[Stored dataset items]
⁂
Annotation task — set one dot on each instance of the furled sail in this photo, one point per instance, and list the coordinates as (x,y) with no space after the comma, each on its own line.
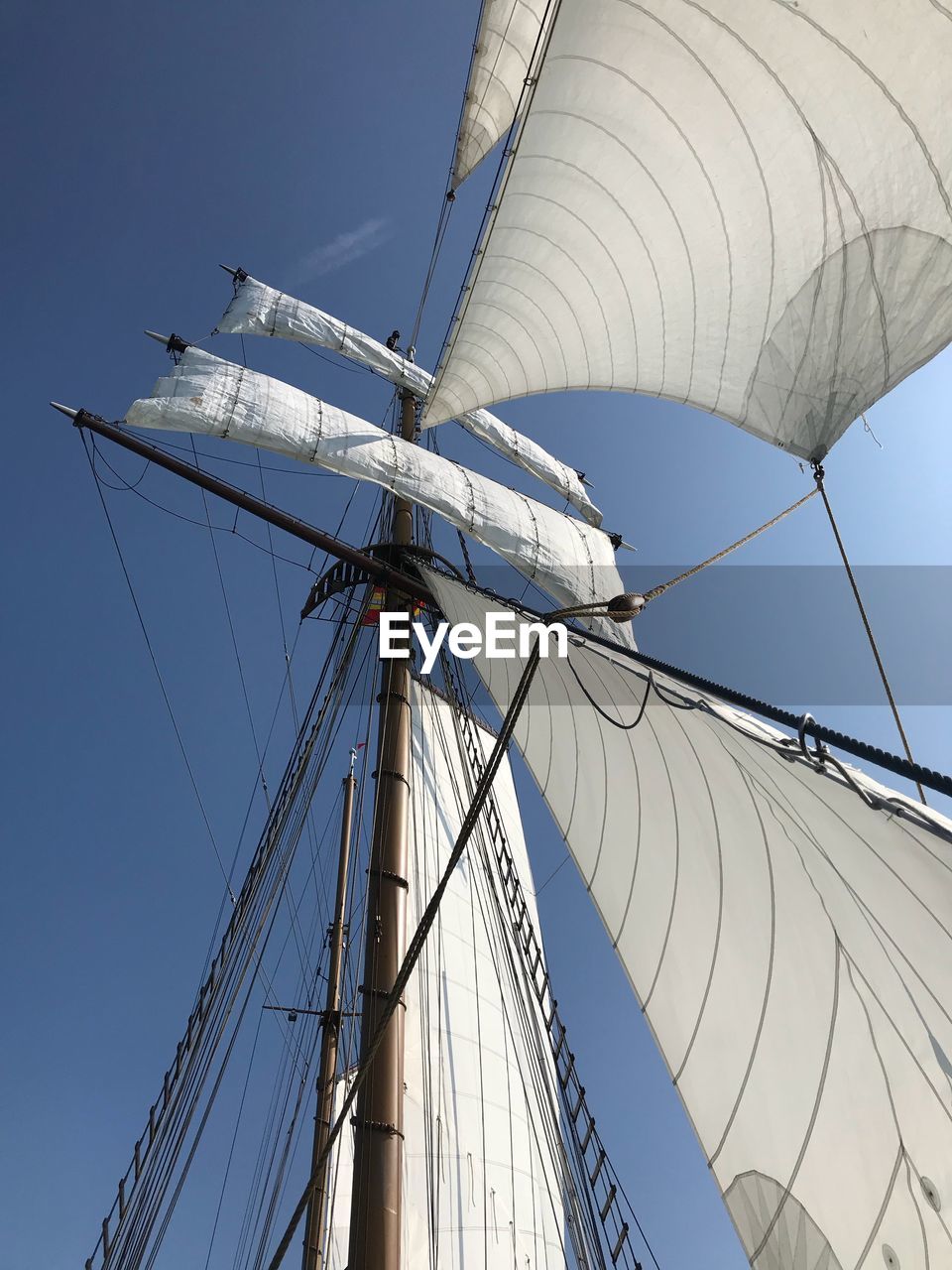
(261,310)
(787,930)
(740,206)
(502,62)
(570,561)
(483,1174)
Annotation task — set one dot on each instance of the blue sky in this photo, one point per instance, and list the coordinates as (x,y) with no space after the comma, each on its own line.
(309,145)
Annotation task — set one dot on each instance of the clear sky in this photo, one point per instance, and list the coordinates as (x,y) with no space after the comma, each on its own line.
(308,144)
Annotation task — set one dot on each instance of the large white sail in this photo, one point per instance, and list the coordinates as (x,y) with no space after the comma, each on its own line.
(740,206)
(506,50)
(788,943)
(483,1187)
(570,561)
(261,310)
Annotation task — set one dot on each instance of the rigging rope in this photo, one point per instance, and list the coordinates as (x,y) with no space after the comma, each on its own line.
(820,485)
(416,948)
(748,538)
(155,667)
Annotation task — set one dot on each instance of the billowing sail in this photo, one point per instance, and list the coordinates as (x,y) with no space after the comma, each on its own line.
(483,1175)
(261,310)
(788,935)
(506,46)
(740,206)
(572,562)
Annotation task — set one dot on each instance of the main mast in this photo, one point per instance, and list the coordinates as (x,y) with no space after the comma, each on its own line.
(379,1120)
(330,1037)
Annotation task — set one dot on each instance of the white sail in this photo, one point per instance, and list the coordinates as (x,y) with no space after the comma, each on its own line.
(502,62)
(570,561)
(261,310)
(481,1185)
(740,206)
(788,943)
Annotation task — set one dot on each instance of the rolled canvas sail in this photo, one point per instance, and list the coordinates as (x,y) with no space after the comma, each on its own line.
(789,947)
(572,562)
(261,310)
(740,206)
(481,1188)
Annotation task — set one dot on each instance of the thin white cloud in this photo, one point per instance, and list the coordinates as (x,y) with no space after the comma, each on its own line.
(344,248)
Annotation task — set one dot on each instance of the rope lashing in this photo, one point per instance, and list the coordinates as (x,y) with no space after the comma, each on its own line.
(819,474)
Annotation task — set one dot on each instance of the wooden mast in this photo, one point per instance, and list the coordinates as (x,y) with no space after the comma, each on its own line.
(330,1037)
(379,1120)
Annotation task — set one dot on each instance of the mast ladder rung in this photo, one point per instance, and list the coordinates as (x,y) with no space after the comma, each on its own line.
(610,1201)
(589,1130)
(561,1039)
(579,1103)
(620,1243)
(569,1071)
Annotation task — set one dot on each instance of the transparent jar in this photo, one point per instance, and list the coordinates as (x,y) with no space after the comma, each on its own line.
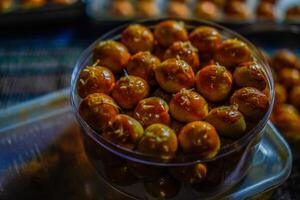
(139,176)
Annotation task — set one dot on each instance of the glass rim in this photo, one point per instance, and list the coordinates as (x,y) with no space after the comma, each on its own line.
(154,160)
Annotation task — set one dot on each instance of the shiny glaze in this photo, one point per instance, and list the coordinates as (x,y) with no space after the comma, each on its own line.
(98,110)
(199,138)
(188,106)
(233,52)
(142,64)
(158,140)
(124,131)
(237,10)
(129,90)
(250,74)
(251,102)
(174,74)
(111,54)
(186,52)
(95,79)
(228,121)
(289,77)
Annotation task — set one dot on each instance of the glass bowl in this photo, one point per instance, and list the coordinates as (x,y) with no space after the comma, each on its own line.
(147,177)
⁂
*WORK TO BE COMPLETED*
For the data above, return an exact copy that contains no pictures.

*RESULT OF THIS EXERCISE*
Annotation task — set one dot on each instance of the furled sail in this photo, one point per instance, and list the coordinates as (x,y) with no space after the comma, each on its own line.
(261,310)
(787,930)
(740,206)
(502,62)
(570,561)
(483,1174)
Annotation task — set one dot on each instance of the blue sky in this photo, one point per instance, and list the coordinates as (x,y) with no space after the comma, each on its own line.
(309,145)
Annotation task — set one dot on each instance of the clear sky in this photo, one point per instance, and list the coordinates as (x,y) with no space after the comma, each on its own line.
(308,144)
Annotation task — set one dot on each instance of the large white sail in this photo, one point per instance, and list the coordinates as (x,y) with no space after the comma, each on its own line.
(740,206)
(506,50)
(788,943)
(483,1187)
(570,561)
(261,310)
Annotation task — set one dot on each instance of the rigging rope in this photo, one point per instance, and list the coordinates as (x,y) with no space after the comma, each on its own line.
(820,485)
(416,948)
(748,538)
(155,667)
Annotation task — set one dot on each instance of the billowing sail in this photo, one point per instance, and list the coordinates as (x,y) with no space after the comma, each on its own line.
(483,1175)
(261,310)
(788,935)
(506,46)
(740,206)
(572,562)
Annotation task — set one dot on each instance of the main mast in this photo, one point per instance, and list the coordinates as (x,y) with no space after the comma, each on its own line.
(379,1120)
(330,1037)
Annotation task — set one dot on each instance of the white sail in this photo, one point per instance, and list the coordinates as (x,y) with no space after the comma, each on its own line.
(502,62)
(570,561)
(261,310)
(481,1185)
(740,206)
(788,943)
Annotation task — set one dot on each instance of the rolled canvas sail in this photo, one point per instance, and list the coordinates as (x,y) with no space after the comma, each on its own line.
(789,947)
(572,562)
(261,310)
(740,206)
(481,1188)
Annotation task — set one dot on each instance of the thin white cloud in this photo, one point per instance, and list the coordinates as (x,y) with no space after the comma, each on its own line.
(344,248)
Annotation task — set one dot on each instance of the rope lashing in this photo, one point per instance, and list the coordinates as (x,y) with no space after the comma, each on its own line.
(819,474)
Annotation task — set one dot on each instance of the wooden mast in this photo, one point per instance, and list the coordinates as (x,y) with no space after the comma, each on its own line.
(330,1037)
(379,1120)
Annotation task — set one dot on each instance of the mast ladder rung in this photo, one point per instance, and list the coordinates as (x,y) with no space after the comma, each on its own line.
(610,1201)
(589,1130)
(561,1039)
(579,1103)
(620,1243)
(569,1071)
Annotation task — set one dot on each instance of the transparent jar in this photo, one point per instance, and list the coordinates as (x,y) with no space after the comma, each on its own line.
(139,176)
Annotation task — set one dot on each instance of the glass rim in this photo, one point per instance, and list the coordinates as (x,y) with no space after the comma, each on its own line.
(154,160)
Annotation task — set one dot on each instance of the shiny glaze in this photo, one point per instance, and list the coordinates as (x,y) with no space after the comma, each on its own line.
(98,110)
(199,138)
(188,106)
(233,52)
(142,64)
(158,140)
(124,131)
(237,10)
(129,90)
(250,74)
(251,102)
(174,74)
(111,54)
(186,52)
(95,79)
(228,121)
(289,77)
Annotation task — set one dot on each instance of the glass bowl in this photo, one point per instance, and list the coordinates as (x,y) with no space after the comma, each on its own line.
(147,177)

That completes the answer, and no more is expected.